AUFGABEN –
1 > Gib aus dem Text zum ATAD-Umsetzungsgesetz wortgetreu den Teil aus, der mit den Worten „Der Entwurf sieht“ beginnt und mit „Gewinnanspruchs zuzurechnen sind.“ endet.
2 > Nenne alle Größen, von denen nach dem Text zum ATAD-Umsetzungsgesetz dem Gesellschafter mehr als die Hälfte zuzurechnen sein muss, damit eine Beherrschung vorliegt.

TEXTABSCHNITT –
☆ ☆ ☆ ☆ ☆ ☆ ☆
Verschärfungen im Internationalen Steuerrecht durch ATAD-Umsetzungsgesetz geplant

13.12.2019

Mit dem kürzlich veröffentlichten Referentenentwurf eines Gesetzes zur Umsetzung der Anti-Steuervermeidungsrichtlinie (ATAD-Umsetzungsgesetz – ATADUmsG) sollen die europäischen Vorgaben zur Entstrickungs- und Wegzugsbesteuerung und zur Bekämpfung hybrider Gestaltungen ins deutsche Recht umgesetzt werden. Außerdem soll die Hinzurechnungsbesteuerung reformiert und zeitgemäß ausgestaltet werden. Des Weiteren sollen die Verrechnungspreisvorschriften und entsprechenden Dokumentationsvorschriften verschärft werden. Im Übrigen sieht der Referentenentwurf eine Rechtsgrundlage für Vorabverständigungsverfahren (APA-Verfahren) vor.

Anpassung der Hinzurechnungsbesteuerung aufgrund von ATAD

Der Entwurf sieht eine Abkehr vom bisherigen Konzept der (möglicherweise rein zufälligen) Inländerbeherrschung hin zu einem individuellen bzw. personengruppenbezogenen Beherrschungskonzept vor. So soll eine Beherrschung vorliegen, wenn dem Gesellschafter allein oder gemeinsam mit ihm nahestehenden Personen mehr als die Hälfte der Anteile, Stimmrechte, des Kapitals oder des Gewinnanspruchs zuzurechnen sind.

 

Weil auch mittelbare Beteiligungen erfasst werden sollen, entfällt das bislang in § 14 AStG geregelte Konzept der übertragenden Hinzurechnung.

 

Zur Definition schädlicher Einkünfte soll – nach dem Vorbild des § 8 Abs. 1 AStG – an einem Katalog aktiver Einkünfte festgehalten werden. Erstaunlich ist hierbei insbesondere, dass der Entwurf entgegen aller im Vorfeld vorgetragenen Kritik nicht nur an dem bisherigen Konzept der schädlichen Mitwirkung bei Handels- und Dienstleistungsgesellschaften festhalten will, sondern sogar verschärfend wirkt. Denn der Mitwirkungsbestand wird auf in der EU/EWR steuerpflichtige Personen ausgedehnt.
☆ ☆ ☆ ☆ ☆ ☆ ☆
EXTRAHIERTE DATEN –
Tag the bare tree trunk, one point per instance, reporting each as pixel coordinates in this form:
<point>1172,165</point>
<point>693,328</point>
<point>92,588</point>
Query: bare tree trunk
☆ ☆ ☆ ☆ ☆ ☆ ☆
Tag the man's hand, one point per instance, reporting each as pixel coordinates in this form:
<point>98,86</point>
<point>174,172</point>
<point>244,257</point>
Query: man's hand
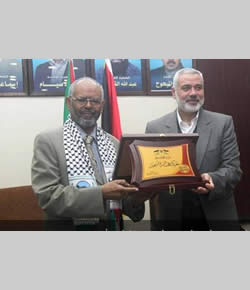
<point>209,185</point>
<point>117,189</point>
☆ ☆ ☆ ☆ ☆ ☆ ☆
LÖSUNGEN –
1 >
Der Entwurf sieht eine Abkehr vom bisherigen Konzept der (möglicherweise rein zufälligen) Inländerbeherrschung hin zu einem individuellen bzw. personengruppenbezogenen Beherrschungskonzept vor. So soll eine Beherrschung vorliegen, wenn dem Gesellschafter allein oder gemeinsam mit ihm nahestehenden Personen mehr als die Hälfte der Anteile, Stimmrechte, des Kapitals oder des Gewinnanspruchs zuzurechnen sind.

2 > Anteile, Stimmrechte, Kapital, Gewinnanspruch